**** SUPPLIED TEXT ****

This section deals exclusively with the matter of sentence, as is made clear by the opening words of s. 667(1), which deals with the right of appeal of the accused:

A person who is sentenced to preventive detention under this Part may appeal to the court of appeal. …

Before a sentence of preventive detention can be imposed the court must reach a decision on two matters, defined in paras. (a) and (b) of subs. (1); i.e.,

(a) That the accused is an habitual criminal; and

(b) That because of that fact, it is expedient for the protection of the public that he should be sentenced to preventive detention.

A decision in favour of the accused on each of these matters was the basis of the dissenting judgment of MacQuarrie J., in the Supreme Court of Nova Scotia, in Mulcahy v. The Queen[1] , which was adopted by this Court[2] when the appeal of the accused was allowed.

These matters are, I think, of importance in considering the first issue raised by the respondent as to the jurisdiction of this Court to hear this appeal.

**** SUPPLIED ENTRIES ****

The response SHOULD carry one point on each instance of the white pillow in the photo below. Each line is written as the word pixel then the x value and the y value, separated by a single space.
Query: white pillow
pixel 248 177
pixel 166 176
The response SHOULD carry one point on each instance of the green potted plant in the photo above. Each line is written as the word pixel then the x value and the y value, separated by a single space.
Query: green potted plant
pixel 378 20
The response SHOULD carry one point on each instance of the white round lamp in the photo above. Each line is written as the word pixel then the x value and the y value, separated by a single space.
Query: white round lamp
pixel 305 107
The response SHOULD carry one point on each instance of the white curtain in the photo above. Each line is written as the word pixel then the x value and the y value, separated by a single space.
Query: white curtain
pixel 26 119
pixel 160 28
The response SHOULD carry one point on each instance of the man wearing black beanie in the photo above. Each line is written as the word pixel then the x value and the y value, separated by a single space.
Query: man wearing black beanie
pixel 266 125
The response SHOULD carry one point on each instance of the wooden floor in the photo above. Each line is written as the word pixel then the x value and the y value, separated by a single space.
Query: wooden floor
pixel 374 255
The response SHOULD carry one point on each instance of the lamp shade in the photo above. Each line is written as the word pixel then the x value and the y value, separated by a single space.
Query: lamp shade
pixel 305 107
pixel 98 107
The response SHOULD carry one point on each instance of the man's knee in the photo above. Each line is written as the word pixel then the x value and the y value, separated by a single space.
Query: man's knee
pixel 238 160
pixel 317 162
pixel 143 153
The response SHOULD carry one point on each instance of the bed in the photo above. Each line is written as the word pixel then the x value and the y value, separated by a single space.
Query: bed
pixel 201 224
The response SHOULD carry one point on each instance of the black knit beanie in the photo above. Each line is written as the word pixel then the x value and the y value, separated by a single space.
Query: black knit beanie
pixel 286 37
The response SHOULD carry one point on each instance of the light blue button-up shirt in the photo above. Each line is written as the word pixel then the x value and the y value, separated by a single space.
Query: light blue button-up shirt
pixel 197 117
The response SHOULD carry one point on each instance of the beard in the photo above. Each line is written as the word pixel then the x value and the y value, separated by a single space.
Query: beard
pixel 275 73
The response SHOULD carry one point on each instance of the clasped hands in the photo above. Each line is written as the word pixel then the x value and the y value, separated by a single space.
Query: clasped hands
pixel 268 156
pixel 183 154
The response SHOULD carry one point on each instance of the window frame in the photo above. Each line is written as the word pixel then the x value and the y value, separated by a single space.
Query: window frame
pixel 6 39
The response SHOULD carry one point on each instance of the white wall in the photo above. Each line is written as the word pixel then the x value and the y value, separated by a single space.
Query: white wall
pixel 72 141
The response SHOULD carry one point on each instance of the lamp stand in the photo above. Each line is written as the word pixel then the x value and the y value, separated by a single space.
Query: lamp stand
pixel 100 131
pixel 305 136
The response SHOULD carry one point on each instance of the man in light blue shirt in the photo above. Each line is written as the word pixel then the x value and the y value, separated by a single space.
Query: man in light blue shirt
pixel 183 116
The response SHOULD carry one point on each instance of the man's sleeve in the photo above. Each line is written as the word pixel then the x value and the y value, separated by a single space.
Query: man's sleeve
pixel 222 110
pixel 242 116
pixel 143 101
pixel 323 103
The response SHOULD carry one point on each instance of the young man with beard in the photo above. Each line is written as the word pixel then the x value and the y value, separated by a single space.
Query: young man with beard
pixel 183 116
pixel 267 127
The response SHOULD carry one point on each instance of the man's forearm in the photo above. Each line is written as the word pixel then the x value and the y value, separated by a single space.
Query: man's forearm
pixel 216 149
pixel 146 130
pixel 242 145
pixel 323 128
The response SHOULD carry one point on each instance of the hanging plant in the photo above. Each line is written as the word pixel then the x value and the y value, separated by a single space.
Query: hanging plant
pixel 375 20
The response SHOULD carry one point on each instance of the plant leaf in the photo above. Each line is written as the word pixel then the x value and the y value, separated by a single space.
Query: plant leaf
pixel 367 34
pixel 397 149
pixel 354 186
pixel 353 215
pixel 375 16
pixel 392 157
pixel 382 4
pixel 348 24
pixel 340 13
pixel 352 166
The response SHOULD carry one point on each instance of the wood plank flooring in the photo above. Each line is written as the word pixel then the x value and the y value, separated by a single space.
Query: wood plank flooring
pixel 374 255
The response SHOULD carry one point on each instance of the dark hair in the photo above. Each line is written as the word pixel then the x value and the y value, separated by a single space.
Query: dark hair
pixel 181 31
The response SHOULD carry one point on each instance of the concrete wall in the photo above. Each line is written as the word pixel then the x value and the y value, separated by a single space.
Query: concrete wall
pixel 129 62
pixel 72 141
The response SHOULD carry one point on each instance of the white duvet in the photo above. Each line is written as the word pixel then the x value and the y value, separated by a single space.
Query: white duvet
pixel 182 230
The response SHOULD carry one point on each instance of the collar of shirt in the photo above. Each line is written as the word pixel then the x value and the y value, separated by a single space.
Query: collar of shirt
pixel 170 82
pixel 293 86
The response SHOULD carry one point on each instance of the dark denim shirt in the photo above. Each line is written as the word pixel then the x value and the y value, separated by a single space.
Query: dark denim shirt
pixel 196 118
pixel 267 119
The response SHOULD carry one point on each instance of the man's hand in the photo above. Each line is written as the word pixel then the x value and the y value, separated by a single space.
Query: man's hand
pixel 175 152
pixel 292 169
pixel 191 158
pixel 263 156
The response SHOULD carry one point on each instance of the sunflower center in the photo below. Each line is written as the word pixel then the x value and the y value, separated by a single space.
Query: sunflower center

****

### ACTIONS TO TAKE
a - In the passage on preventive detention, what two matters must the court decide before it can impose a sentence of preventive detention?
b - Carry on the passage on preventive detention, picking up after its final sentence.

### SOLVED PROBLEMS
a - The court must decide that the accused is an habitual criminal and that, because of that fact, it is expedient for the protection of the public that he should be sentenced to preventive detention.

b -
It is clear that no appeal lies to this Court from a sentence imposed under s. 660 by virtue of the provisions of the Criminal Code governing appeals in respect of indictable offences, for such appeals are limited to judgments respecting conviction or acquittal of an indictable offence.

Appeals to this Court, in respect of a sentence under s. 660, have been brought, with leave pursuant to s. 41(1) of the Supreme Court Act, which provides:

41. (1) Subject to subsection (3), an appeal lies to the Supreme Court with leave of that Court from any final or other judgment of the highest court of final resort in a province, or a judge thereof, in which judgment can be had in the particular case sought to be appealed to the Supreme Court, whether or not leave to appeal to the Supreme Court has been refused by any other court.

As my brother Cartwright points out, in the present case, all of the necessary elements of that subsection are here met. The judgment of the Court of Appeal is a final judgment, and it is the judgment of the highest court of final resort in which judgment could be had in this case.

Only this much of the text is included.